[Reading passage]:
•••
Working full-time at a local Burger King meant it hasn’t been easy for Kejoria Griffin to find the time to take college classes.
That changed this year though when she enrolled in a medical scribe program at Pellissippi State Community College, where she takes classes for more than three hours every Saturday but keeps her weekdays free.
Griffin is among more than 140 students to enroll in “Weekend College,” a new program at Pellissippi’s Magnolia Avenue Campus that offers weekend classes catered to adult learners who might not have the time or resources to attend class during the week.
“I like that I can go to school and work at the same time,” said Griffin, 24. “I go to school on the weekend and work during the week, so it works out good.”
Effort inspired by Tennessee Reconnect
The program is part of an effort Pellissippi is making to connect with adult students ahead of a statewide roll-out of Tennessee Reconnect, which will offer last-dollar scholarships to adults seeking a college degree.
The program is slated to start next fall, but colleges across Tennessee are already preparing for an increase in adult learners with programs of their own.
“We’re not changing a lot so much as making certain we provide the same services to our adult learners (as we do to traditional students),” said Ted Lewis, vice president of academic affairs at Pellissippi State.
•••
[Dataset]:

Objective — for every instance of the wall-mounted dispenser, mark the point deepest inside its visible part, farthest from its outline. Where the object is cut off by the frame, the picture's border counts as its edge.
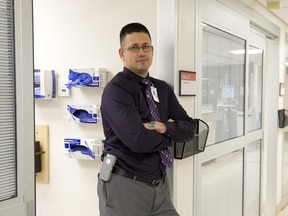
(44, 84)
(282, 118)
(84, 113)
(90, 77)
(87, 149)
(38, 153)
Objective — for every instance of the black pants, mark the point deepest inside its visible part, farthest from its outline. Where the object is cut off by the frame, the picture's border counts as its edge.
(122, 196)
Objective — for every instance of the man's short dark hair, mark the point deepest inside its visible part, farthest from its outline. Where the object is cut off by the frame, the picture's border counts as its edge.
(131, 28)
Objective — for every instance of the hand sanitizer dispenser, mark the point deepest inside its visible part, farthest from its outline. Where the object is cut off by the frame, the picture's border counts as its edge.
(44, 84)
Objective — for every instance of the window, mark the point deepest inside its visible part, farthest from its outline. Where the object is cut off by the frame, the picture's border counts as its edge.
(223, 84)
(7, 103)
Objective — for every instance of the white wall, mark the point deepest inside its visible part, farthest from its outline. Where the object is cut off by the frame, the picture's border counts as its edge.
(78, 34)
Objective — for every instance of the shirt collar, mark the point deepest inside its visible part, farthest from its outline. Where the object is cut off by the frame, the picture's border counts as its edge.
(134, 77)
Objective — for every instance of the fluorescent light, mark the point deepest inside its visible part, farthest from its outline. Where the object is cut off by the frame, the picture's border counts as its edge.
(250, 52)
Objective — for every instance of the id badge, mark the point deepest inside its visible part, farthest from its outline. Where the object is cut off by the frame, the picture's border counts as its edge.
(154, 94)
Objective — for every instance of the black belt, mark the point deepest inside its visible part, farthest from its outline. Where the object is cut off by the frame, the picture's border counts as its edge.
(126, 174)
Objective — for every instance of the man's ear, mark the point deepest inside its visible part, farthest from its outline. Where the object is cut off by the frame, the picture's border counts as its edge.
(121, 54)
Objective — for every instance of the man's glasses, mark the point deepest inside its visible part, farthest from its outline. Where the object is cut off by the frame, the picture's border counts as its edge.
(136, 49)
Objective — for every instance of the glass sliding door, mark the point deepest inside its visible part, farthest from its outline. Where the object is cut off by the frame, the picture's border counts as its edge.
(252, 177)
(223, 84)
(222, 185)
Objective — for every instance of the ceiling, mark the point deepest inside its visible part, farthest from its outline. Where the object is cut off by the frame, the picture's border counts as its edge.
(278, 7)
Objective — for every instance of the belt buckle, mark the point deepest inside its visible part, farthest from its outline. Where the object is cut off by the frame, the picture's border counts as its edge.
(155, 182)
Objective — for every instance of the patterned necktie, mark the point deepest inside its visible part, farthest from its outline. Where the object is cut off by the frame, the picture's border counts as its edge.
(165, 155)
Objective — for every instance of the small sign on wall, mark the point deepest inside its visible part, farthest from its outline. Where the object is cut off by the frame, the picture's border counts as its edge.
(187, 83)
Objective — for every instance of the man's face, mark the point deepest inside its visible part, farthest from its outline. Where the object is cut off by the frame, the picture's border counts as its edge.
(137, 61)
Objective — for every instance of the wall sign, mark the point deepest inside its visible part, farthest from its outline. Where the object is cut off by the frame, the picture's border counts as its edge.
(187, 83)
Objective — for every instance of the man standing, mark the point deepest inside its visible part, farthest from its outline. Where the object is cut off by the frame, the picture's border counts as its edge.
(140, 115)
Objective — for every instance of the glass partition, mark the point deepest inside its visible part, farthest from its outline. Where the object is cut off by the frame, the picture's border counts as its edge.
(223, 84)
(222, 185)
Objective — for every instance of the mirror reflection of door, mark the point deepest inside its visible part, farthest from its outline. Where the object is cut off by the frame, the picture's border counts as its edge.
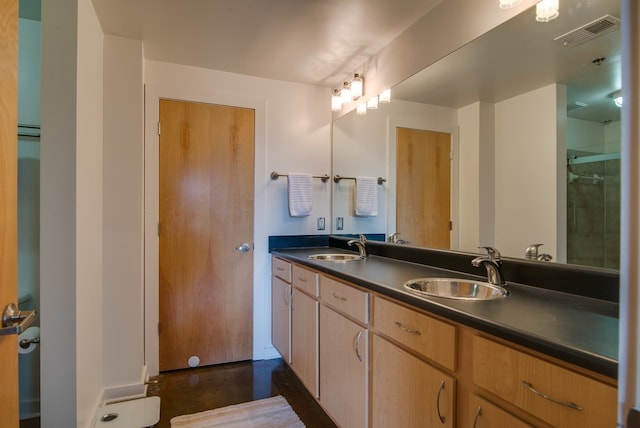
(423, 175)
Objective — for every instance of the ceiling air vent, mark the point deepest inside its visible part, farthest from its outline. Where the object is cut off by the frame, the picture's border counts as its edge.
(596, 28)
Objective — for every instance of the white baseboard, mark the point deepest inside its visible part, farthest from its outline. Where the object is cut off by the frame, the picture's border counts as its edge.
(126, 392)
(29, 408)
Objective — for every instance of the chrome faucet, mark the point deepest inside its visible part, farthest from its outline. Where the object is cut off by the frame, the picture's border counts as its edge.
(360, 243)
(493, 263)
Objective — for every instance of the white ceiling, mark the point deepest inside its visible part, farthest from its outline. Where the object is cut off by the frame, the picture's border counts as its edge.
(317, 42)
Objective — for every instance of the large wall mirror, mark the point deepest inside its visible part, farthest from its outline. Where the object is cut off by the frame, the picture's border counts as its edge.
(522, 140)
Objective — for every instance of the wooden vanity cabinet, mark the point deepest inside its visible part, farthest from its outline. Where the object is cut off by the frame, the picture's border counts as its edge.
(485, 414)
(554, 394)
(304, 327)
(406, 389)
(344, 356)
(280, 307)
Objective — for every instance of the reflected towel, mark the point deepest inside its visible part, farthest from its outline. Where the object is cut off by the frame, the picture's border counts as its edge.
(299, 188)
(366, 196)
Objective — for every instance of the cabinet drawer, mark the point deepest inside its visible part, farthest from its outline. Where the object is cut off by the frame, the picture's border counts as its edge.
(428, 336)
(552, 393)
(487, 415)
(305, 280)
(281, 269)
(349, 300)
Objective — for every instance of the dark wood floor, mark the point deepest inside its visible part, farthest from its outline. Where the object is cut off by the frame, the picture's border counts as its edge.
(205, 388)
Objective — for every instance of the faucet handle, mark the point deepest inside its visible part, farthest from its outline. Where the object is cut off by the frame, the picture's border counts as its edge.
(493, 253)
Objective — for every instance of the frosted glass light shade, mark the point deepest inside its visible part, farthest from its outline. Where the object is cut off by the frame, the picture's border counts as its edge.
(345, 93)
(357, 86)
(506, 4)
(547, 10)
(385, 96)
(336, 101)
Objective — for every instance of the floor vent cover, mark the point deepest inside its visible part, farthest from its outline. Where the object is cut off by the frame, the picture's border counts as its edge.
(596, 28)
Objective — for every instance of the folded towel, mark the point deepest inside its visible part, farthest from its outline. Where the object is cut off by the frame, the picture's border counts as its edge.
(300, 192)
(366, 196)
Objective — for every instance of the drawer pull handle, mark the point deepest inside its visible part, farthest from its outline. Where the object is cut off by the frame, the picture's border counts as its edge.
(356, 345)
(344, 299)
(546, 397)
(408, 330)
(478, 414)
(438, 402)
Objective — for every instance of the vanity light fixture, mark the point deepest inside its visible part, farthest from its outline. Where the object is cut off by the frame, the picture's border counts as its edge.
(357, 86)
(385, 96)
(372, 104)
(547, 10)
(617, 98)
(345, 93)
(507, 4)
(336, 100)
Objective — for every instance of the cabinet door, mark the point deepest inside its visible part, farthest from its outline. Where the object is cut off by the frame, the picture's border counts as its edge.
(343, 369)
(406, 391)
(304, 339)
(488, 415)
(281, 317)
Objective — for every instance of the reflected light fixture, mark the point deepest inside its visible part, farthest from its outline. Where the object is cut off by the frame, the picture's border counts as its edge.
(336, 100)
(372, 104)
(357, 86)
(507, 4)
(385, 96)
(547, 10)
(617, 98)
(345, 93)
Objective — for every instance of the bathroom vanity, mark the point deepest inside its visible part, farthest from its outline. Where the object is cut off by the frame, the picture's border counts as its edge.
(377, 355)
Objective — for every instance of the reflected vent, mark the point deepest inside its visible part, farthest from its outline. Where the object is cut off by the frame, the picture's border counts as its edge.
(589, 31)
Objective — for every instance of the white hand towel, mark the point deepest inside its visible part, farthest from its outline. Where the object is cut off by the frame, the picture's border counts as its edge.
(366, 196)
(300, 190)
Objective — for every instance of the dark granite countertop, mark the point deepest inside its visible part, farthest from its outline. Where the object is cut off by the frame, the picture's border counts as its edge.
(580, 330)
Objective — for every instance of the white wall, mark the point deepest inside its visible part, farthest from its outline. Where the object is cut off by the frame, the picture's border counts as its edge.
(71, 214)
(123, 211)
(477, 176)
(530, 156)
(292, 135)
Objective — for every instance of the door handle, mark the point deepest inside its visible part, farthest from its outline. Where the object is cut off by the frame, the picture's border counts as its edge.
(15, 321)
(245, 248)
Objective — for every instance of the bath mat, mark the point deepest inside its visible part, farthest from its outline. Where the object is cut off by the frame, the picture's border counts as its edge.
(272, 412)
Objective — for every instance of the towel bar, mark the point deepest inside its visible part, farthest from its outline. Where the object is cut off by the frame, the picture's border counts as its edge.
(337, 178)
(323, 177)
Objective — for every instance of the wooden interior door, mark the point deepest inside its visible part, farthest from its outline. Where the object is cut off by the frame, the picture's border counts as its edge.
(206, 213)
(423, 192)
(8, 204)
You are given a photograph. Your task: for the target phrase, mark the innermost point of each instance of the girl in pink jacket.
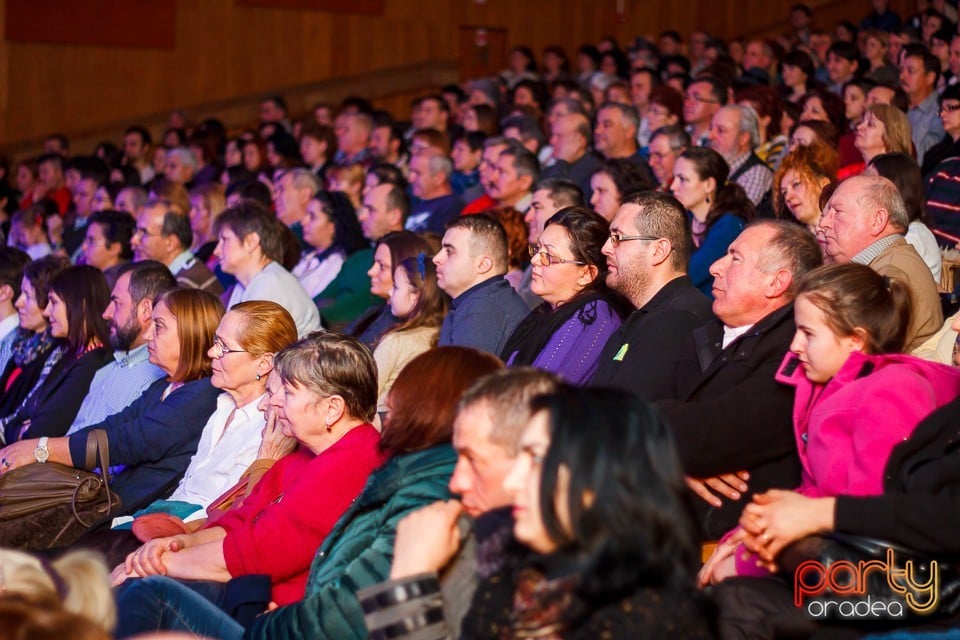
(856, 395)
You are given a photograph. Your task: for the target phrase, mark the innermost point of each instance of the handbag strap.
(98, 452)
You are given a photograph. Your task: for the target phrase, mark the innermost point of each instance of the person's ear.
(396, 218)
(858, 340)
(879, 220)
(484, 264)
(335, 410)
(780, 283)
(145, 311)
(662, 249)
(526, 182)
(588, 273)
(265, 366)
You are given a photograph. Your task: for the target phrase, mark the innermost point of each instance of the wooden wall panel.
(226, 55)
(120, 23)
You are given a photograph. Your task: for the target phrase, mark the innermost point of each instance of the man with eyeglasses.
(949, 145)
(647, 256)
(471, 263)
(128, 315)
(704, 98)
(941, 167)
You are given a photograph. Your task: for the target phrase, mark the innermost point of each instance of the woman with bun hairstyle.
(857, 395)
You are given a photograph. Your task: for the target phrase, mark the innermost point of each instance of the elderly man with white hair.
(864, 222)
(734, 134)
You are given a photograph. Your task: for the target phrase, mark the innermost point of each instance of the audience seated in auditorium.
(647, 252)
(359, 549)
(855, 399)
(727, 411)
(249, 247)
(864, 222)
(419, 306)
(385, 208)
(154, 437)
(490, 417)
(566, 333)
(471, 263)
(129, 314)
(718, 209)
(164, 234)
(75, 301)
•••
[What to do]: Reproduce, word for word, the section of the Weekend College article starting with "Effort inspired by" and going on through "a college degree.".

[Task response]:
Effort inspired by Tennessee Reconnect
The program is part of an effort Pellissippi is making to connect with adult students ahead of a statewide roll-out of Tennessee Reconnect, which will offer last-dollar scholarships to adults seeking a college degree.